— Source passage —
_ _ _ _ _ _ _

Ok I may of downplayed it a little bit, but the point is, fire and burns you can see coming (which is the really sucky part) so if you can you can avoid. 

but the real important thing is, you can't give your burn to someone else by walking though the local walmerch


----------



## madhatte (Mar 26, 2021)

northmanlogging said:


> In other news, someone needs to take you on a log truck ride to get some newer pictures... I'm all for nostalgia, but I also have a pretty good memory so?


TAG you're it!


----------



## madhatte (Mar 26, 2021)

TNTreeHugger said:


> Don't be so sensitive. The guys screwed up and got what they deserved.
> Whiners shouldn't be allowed to use chainsaws.


You, uh, ever work for a government agency? In a leadership position? On any kind of emergency incident? You'll find that there has emerged over the last 20-some years a very welcome culture of accountability, both experienced and documented, that REQUIRES whistleblowing when procedures and protocols are violated. If CDC says "jump", USFS is obligated to say "how high?" This is not a matter of politics but of operational continuity. USFS is in error here, not the Technicians who have been cast aside for their service. I say this both as an Incident Commander (only ICT4, but) and as a Technician. I expect the same accountability of both myself and my coworkers. We are absolutely responsible for each others' safety, and COVID-19 is as deadly a threat as it is an unfamiliar one. Do not minimize this issue on an incident where I am in command. I will send you away to be ignorant in your own company. This is my obligation to my crew and their safety.

_ _ _ _ _ _ _

— Material provided —

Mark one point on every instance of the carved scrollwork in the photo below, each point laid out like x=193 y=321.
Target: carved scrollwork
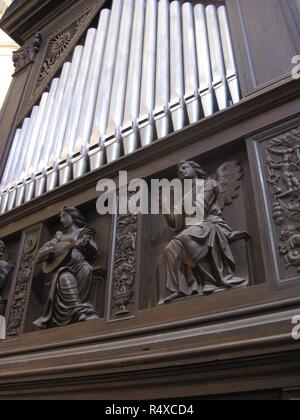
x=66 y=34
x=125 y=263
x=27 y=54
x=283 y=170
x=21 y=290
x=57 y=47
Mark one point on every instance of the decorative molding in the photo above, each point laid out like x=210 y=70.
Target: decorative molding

_ _ _ _ _ _ _

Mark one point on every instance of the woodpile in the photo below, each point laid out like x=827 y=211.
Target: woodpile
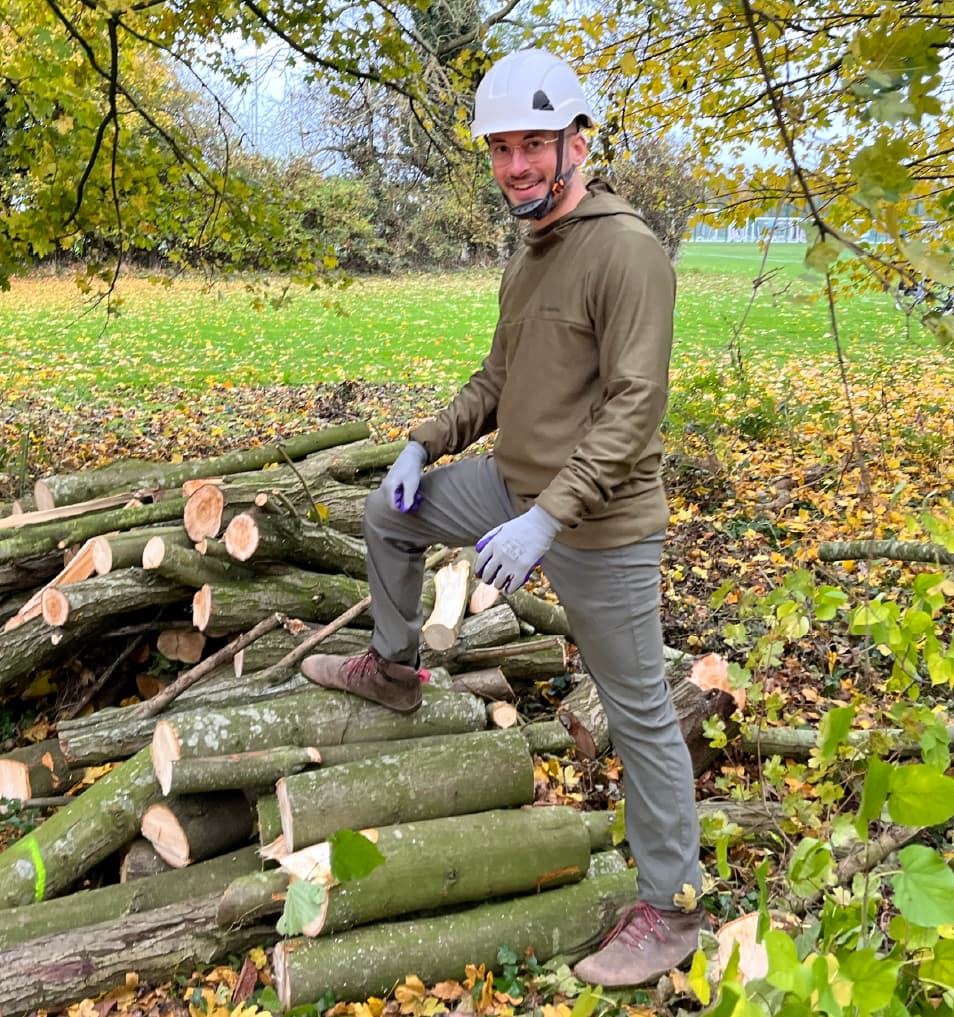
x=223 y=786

_ _ _ _ _ _ _

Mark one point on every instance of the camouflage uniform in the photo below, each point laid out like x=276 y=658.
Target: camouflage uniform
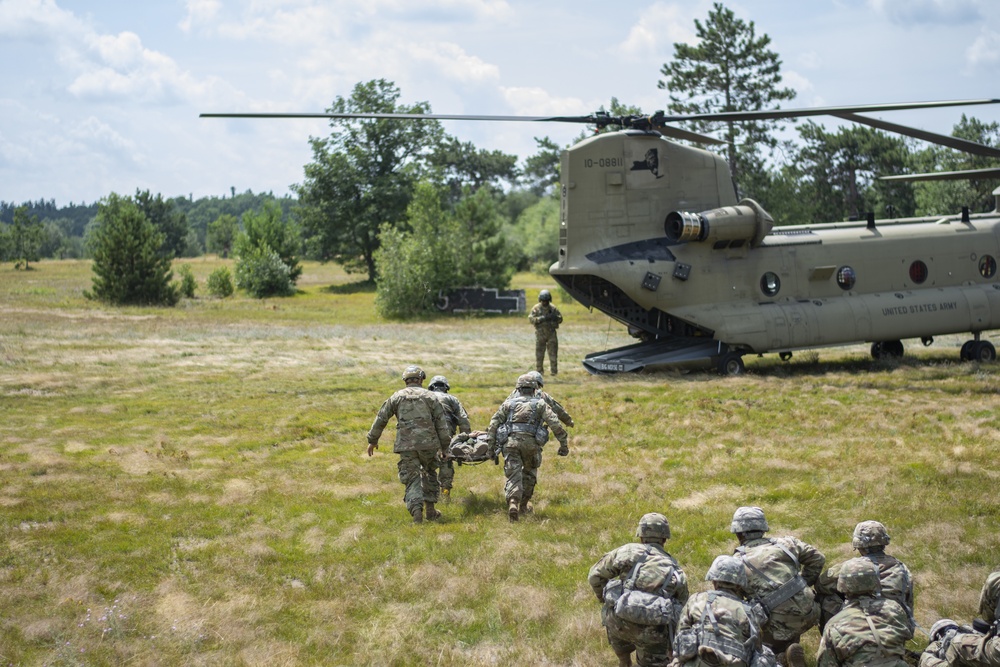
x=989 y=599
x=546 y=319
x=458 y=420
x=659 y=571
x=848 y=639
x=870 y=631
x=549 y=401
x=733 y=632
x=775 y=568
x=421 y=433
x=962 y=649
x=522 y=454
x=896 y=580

_ _ _ _ _ _ _

— Prompt —
Update the part of the forum thread that begins with "but the real" and stops after "good memory so?", putting "logging truck" in place of "log truck". The records have nothing to do with the forum thread.

— Output of the exercise —
but the real important thing is, you can't give your burn to someone else by walking though the local walmerch


----------



## madhatte (Mar 26, 2021)

northmanlogging said:


> In other news, someone needs to take you on a logging truck ride to get some newer pictures... I'm all for nostalgia, but I also have a pretty good memory so?